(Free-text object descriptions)
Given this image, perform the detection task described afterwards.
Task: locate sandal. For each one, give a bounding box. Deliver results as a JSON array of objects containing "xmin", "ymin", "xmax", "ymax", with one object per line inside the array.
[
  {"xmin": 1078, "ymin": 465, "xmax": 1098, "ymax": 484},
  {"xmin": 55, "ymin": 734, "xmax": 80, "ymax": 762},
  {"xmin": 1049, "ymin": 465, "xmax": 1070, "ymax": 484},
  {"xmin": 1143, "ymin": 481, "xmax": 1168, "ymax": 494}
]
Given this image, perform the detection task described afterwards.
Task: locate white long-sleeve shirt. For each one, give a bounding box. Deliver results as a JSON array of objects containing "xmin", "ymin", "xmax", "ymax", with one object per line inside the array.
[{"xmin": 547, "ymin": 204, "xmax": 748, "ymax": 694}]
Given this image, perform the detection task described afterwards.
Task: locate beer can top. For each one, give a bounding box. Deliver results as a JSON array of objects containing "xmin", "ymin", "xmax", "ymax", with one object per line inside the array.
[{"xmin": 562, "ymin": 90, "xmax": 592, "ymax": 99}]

AIM OF THE EXERCISE » Each line above must be returned exactly as written.

EXERCISE ANSWER »
Given this image, perform the detection task described afterwards.
Task: locate sandal. For each one, give a bounding box. Deliver results as a JSON array of objects containing "xmin", "ymin", "xmax", "ymax", with one object per line inside the array.
[
  {"xmin": 1078, "ymin": 465, "xmax": 1098, "ymax": 484},
  {"xmin": 55, "ymin": 734, "xmax": 80, "ymax": 762},
  {"xmin": 1049, "ymin": 465, "xmax": 1070, "ymax": 484},
  {"xmin": 1143, "ymin": 481, "xmax": 1168, "ymax": 494}
]
Given this image, perform the detection task described afterwards.
Task: locate white long-sleeve shirt. For each one, give a bounding box. Deliver results as a JSON array of objects containing "xmin", "ymin", "xmax", "ymax", with one object per line inside the array.
[{"xmin": 547, "ymin": 204, "xmax": 748, "ymax": 694}]
Given this image, perform the detection task described afterwards.
Task: locate beer can top. For each one, give a bounding box. Deliver results as a JSON array of objects containing "xmin", "ymin", "xmax", "ymax", with one object per line inside the array.
[{"xmin": 562, "ymin": 90, "xmax": 592, "ymax": 99}]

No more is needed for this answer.